- _PASSAGE PROVIDED_:
>>
Weight up another 2lbs over weekend, some of it water, but hoping some of it muscle too.. Things are feeling good and back to normal atm after being ill. Training 6x per week and think that's helping me stay leaner this year too.

My back & chest are weakest body parts, so training them both twice per week. With my back training I'm doing 1x heavy AND high volume session and 1x giant & tri-set workout. Seems to be doing the trick as colleague last week said it was looking thicker through my shirt. Took a pic today which I'll upload below - got another 8-10 weeks left of adding size before I start dieting down for comp so would be great if I can add another 2-3lbs LEAN.
<<
- _DIRECTION_:
Extend the training-log post about building size before a competition, starting right after its last sentence.

- _LISTED RECORDS_:
>>
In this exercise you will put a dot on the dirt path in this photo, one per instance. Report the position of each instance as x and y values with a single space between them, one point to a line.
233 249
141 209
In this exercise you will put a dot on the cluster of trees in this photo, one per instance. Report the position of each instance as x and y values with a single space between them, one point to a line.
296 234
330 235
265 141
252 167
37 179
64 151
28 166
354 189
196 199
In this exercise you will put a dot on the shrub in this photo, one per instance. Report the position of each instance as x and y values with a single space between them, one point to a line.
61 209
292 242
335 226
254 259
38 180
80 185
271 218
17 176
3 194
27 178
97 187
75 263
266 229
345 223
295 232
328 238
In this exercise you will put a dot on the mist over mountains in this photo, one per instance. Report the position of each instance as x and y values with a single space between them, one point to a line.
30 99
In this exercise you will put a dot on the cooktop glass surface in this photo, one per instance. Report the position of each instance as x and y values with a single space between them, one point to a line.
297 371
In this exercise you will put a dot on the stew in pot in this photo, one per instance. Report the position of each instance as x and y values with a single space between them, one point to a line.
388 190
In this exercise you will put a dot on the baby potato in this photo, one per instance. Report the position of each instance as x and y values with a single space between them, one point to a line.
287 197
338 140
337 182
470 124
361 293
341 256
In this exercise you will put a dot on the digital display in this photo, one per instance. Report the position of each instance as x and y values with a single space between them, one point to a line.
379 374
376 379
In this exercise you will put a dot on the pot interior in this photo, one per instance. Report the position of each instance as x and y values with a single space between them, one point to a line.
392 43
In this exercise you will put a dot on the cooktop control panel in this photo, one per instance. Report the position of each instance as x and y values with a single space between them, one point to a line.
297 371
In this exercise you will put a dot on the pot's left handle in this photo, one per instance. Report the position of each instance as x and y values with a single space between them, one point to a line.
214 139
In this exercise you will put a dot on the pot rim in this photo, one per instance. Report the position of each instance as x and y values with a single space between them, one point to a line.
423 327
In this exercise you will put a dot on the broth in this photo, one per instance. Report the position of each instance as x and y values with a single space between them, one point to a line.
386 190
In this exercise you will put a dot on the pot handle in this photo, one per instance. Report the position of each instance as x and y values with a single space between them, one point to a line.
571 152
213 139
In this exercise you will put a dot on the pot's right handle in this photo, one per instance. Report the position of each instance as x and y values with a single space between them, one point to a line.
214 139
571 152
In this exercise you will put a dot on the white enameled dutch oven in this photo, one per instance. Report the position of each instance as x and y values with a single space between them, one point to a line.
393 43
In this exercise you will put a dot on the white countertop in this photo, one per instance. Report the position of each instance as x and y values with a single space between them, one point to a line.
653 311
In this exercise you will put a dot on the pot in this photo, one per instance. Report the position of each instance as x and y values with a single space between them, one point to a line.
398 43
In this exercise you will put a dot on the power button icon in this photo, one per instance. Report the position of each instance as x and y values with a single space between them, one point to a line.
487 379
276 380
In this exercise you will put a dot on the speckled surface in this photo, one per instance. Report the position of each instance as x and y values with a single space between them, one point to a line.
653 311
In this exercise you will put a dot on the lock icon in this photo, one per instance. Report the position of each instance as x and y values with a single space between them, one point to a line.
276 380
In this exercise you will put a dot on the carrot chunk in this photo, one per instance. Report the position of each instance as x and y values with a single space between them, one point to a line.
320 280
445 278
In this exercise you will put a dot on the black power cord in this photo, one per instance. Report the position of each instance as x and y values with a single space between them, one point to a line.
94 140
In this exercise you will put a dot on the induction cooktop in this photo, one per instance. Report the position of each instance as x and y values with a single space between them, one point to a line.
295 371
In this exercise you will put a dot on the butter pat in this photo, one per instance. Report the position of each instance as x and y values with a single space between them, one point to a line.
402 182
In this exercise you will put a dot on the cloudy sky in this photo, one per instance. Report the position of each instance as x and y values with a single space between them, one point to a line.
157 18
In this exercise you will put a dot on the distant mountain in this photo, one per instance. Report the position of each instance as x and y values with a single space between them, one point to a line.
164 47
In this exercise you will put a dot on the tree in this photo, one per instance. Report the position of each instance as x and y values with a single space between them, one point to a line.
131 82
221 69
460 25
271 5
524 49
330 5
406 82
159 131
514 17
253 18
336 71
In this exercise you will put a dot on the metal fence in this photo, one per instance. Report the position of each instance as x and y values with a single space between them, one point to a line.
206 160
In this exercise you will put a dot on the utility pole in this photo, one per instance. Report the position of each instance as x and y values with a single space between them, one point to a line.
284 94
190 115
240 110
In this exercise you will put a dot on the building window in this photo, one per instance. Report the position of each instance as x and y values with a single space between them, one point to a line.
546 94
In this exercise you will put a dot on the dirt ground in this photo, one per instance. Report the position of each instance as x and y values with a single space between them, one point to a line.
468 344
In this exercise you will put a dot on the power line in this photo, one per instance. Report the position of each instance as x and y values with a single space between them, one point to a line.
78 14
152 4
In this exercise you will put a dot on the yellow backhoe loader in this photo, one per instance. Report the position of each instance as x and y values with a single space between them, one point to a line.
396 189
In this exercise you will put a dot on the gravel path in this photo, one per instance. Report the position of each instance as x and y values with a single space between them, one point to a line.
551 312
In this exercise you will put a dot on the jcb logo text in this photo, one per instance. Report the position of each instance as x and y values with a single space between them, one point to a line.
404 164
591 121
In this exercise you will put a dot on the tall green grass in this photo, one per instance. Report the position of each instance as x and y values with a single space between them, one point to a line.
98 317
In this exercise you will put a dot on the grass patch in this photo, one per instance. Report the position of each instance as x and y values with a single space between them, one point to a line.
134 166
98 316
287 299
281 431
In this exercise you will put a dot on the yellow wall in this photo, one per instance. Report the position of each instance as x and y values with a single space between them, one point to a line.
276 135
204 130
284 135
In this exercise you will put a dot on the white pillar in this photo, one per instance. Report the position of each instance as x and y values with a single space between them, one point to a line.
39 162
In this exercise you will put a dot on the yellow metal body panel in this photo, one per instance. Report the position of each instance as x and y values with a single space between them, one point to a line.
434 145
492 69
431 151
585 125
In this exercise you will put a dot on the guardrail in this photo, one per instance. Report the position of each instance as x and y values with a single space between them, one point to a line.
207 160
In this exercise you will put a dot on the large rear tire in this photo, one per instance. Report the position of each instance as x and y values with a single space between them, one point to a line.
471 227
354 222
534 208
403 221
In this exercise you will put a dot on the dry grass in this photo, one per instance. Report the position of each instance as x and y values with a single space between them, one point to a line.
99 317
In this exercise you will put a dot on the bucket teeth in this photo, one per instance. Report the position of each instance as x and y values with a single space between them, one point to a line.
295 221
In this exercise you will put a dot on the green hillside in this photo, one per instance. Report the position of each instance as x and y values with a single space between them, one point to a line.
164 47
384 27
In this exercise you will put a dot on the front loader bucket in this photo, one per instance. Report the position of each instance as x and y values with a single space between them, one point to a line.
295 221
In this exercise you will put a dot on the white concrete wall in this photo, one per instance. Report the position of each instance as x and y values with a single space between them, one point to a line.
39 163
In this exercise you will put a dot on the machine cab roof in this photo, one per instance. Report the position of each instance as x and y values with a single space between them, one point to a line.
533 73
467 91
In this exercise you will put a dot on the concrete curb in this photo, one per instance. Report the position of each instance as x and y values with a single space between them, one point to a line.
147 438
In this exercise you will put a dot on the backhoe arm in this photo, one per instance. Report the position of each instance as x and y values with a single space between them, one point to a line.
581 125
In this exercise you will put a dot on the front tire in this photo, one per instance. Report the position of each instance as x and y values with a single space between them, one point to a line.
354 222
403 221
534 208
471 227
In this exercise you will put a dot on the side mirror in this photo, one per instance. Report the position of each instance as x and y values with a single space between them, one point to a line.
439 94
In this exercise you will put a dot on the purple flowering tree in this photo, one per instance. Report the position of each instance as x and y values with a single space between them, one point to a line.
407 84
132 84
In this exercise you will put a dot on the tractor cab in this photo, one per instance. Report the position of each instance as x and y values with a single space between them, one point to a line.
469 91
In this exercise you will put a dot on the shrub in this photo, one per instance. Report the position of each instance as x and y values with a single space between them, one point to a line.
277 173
<<
- _ANSWER FOR THIS EXERCISE_:
Anyways, workout was:

*Pulldowns,* 4 x 8

Superset with:

*Neutral Grip Rows* 4 x 8

*Cable Pullovers,* 3 x 12

*Prone DB Rows,* 3 x 10

*DB Shrugs,* 3 x 12

*Prone DB Shrugs,* 1 x FAILURE

*Rope Low Cable Rows,* 3 x 12

*Banded Hypers,* 3 x 15

View attachment 166568


----------



## ah24

Bodyweight creeping up nicely now.. Had a cold last few days which has been annoying as can't sleep properly.

Got most of my sessions in, though dropped yesterdays session as was feeling v run down (working 15 days in a row commuting into London, out the house 16 hours)..

During prep I just suck it up and grind them out, but in the off-season I prefer playing things by ear. If I don't feel 100% then I back off.. Currently training 6-7 days a week, so missing the odd session every 4 weeks ago is never too detrimental.

Food wise, since being ill the other week I was struggling to get my chicken meals down. So, I took the plunge and tried tilapia... F**k me it's easy to eat! I have it with rice and roasted veg - lovely! I supplement with 10g EAA with the meal though as think it has a poor leucine content from what I can remember..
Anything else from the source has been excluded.